August 2013
Pet Circkles.

"I am in favor of animal rights as well as human rights. That is the way of a whole human being." ~ Abe Lincoln.

Kidney Failure, the Leading Cause of Death in Cats.
By Redstone Publishing and Promotion.

Renal failure, which is caused by kidney disease, is one of the leading causes of death in older cats. Causes for kidney disease include age, genetics and environmental factors such as ingesting poisonous substances or toxin overload. Also chronic low-grade inflammation causes gradual destruction and scarring of the kidney, eventually resulting in loss of function and failure of the organ. An interesting finding from a study done by Colorado State University suggests a link between vaccination for feline distemper (panleukopenia) and the development of chronic renal failure due to the distemper virus being grown in a feline kidney cell culture to make the vaccine. When an animal develops an immune response to the virus the vaccine is made for, they often build up an immune response to any other substances used in the vaccine as well. Meaning, their bodies will attack their own kidney cells as an auto-immune response. This is becoming a big problem with vaccines. (Read more on vaccines by clicking here.)

Kidney tissue is composed of very fine and sensitive kidney units that filtrate the blood, eliminate toxins and regulate water balance in the body. These units are highly prone to damage due to toxins or immune system dysfunction.

Task item A -
In the kidney failure article, which university conducted the study that links feline distemper vaccination to chronic renal failure?
Task item B -
Return the stretch of the kidney failure article from "August 2013" through "Death in Cats.".
The material placed after this point is not needed and can be set aside.

Information shown -
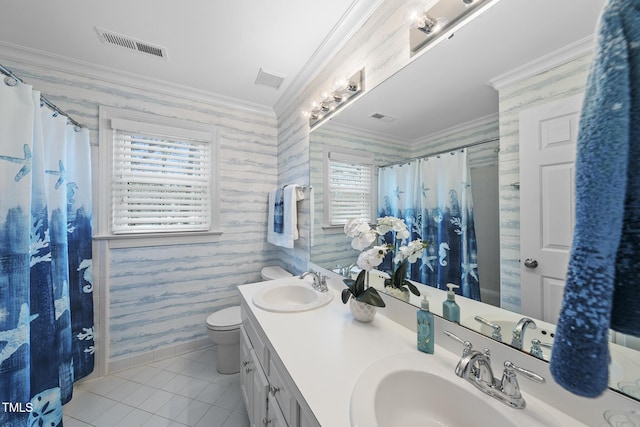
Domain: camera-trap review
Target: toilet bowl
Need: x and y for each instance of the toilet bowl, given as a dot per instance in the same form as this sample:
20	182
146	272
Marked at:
274	272
223	327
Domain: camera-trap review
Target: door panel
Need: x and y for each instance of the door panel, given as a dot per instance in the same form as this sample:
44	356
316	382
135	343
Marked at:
548	135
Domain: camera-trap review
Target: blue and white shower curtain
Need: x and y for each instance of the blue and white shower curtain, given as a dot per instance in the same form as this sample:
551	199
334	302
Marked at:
46	301
433	196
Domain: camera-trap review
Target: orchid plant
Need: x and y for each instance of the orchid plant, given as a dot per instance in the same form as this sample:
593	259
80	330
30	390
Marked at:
363	236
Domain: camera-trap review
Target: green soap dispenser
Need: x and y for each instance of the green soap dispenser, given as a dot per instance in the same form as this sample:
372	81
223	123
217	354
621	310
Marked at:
450	308
425	327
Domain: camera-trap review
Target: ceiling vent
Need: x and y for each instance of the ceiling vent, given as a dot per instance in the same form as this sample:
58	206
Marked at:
130	43
269	79
382	117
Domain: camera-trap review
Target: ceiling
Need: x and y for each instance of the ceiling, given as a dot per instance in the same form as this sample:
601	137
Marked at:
448	85
212	46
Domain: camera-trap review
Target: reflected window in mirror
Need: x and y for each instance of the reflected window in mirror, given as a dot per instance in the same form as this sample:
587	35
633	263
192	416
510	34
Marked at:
349	180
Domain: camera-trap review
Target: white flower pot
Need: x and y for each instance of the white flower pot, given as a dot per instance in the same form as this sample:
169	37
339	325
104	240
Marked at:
362	311
401	294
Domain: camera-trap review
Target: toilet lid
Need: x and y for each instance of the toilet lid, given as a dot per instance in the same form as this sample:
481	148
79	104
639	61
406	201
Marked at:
225	319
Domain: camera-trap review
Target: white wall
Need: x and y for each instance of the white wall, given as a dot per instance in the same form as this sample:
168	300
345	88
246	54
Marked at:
151	302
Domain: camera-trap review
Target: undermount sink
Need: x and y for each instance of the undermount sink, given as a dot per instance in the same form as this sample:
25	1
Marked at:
415	389
396	392
291	295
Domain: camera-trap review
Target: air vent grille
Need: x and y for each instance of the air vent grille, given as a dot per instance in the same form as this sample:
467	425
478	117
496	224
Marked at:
382	117
269	79
130	43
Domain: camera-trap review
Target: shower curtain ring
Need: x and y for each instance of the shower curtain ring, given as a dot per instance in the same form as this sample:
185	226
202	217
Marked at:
10	81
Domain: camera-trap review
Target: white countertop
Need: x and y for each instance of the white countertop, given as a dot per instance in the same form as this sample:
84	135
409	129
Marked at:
325	350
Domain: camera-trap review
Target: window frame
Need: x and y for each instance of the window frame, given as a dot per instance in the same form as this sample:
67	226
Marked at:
359	157
111	118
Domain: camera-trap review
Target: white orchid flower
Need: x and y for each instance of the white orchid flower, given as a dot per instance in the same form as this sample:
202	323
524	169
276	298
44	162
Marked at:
364	240
372	258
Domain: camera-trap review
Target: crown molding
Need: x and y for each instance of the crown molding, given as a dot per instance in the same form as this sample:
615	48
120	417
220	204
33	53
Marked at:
357	14
353	130
84	69
462	127
545	63
365	133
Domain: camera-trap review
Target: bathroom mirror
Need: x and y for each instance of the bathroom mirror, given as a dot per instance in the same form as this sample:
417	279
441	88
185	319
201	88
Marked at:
441	101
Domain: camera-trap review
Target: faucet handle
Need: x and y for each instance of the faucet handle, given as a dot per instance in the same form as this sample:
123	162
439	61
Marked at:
496	333
510	368
467	345
509	384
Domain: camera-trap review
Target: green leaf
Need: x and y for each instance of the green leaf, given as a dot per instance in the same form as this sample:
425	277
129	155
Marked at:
371	296
412	288
346	294
399	275
360	285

Worked solution A -
Colorado State University

Worked solution B -
August 2013
Pet Circkles.

"I am in favor of animal rights as well as human rights. That is the way of a whole human being." ~ Abe Lincoln.

Kidney Failure, the Leading Cause of Death in Cats.